* [PAGE EXCERPT]:

# Memory Card Crash



## dklod (Sep 27, 2008)

Well, its happened. A memory card I was using failed today. I was given a card (Lexar 8GB SDHC) to test out. Turns outs, not real good . Anyway, Im left with a card that I can not access and there are a bunch of photos on there that I need. Now my built in card reader in my laptop can not read or recognize the card. After a quick search, most advise the use of a USB card reader to at least be able to access the card. They also say not to take anymore photos. Im not sure if I tried or not, but finding that information after the fact is not much good to anyone. But most say recovery is likely. So my next question is, what program to use for this recovery. I guess I can run out and get a card reader (can use on my desktop or work PC so not a total waste) but what is the best or most successful program to use to recover my files.

Cheers


----------



## SpeedTrap (Sep 27, 2008)

Are these RAW Files and what is the exact error message you are getting?


----------



## dklod (Sep 27, 2008)

SpeedTrap said:


> Are these RAW Files and what is the exact error message you are getting?


 
Most are jpg but there are a few raws. The message on the LCD is 'memory card error'.


----------



## SpeedTrap (Sep 27, 2008)

D'oh !!!!
I would check the card Mft website for recovery software, then go buy a new Sandisk card.


----------



## usayit (Sep 27, 2008)

1) Lexars are not known to be any worse than Sandisk branded cards... so a number of things could have taken place to cause this failure
2) Get a card reader.. good quality one
3) There are numerous downloadable media card photo recovery software available for download.  They do not all work for all types of problems.  Fortunately, most allow you to download a free demo and try to see what can be recovered.  If it doesn't report any recoverable files, move on to the next software vendor.  If you do discover one that works, you can then purchase a license and perform the recovery.  

For me, the past few times I ran into problems were resolved with Stellar Phoenix Photo Recovery.  

http://www.stellarinfo.com

(See under software->data recovery->Windows/Macintosh photo recovery)

Good luck.


----------



## dklod (Sep 28, 2008)

Thank you people. I'll know later tonight if its been a success. I'll let you know what happens, good or bad.


----------

* [STATED GOAL]: Can you quote the passage of the memory card thread between "Well, its happened." and "recover my files.", inclusive? Work from the memory card thread above and nothing else.

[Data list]
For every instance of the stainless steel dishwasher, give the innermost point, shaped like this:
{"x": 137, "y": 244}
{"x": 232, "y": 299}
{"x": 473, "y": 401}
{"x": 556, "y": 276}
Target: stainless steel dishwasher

* [COMPLETE ANSWER]:
Well, its happened. A memory card I was using failed today. I was given a card (Lexar 8GB SDHC) to test out. Turns outs, not real good . Anyway, Im left with a card that I can not access and there are a bunch of photos on there that I need. Now my built in card reader in my laptop can not read or recognize the card. After a quick search, most advise the use of a USB card reader to at least be able to access the card. They also say not to take anymore photos. Im not sure if I tried or not, but finding that information after the fact is not much good to anyone. But most say recovery is likely. So my next question is, what program to use for this recovery. I guess I can run out and get a card reader (can use on my desktop or work PC so not a total waste) but what is the best or most successful program to use to recover my files.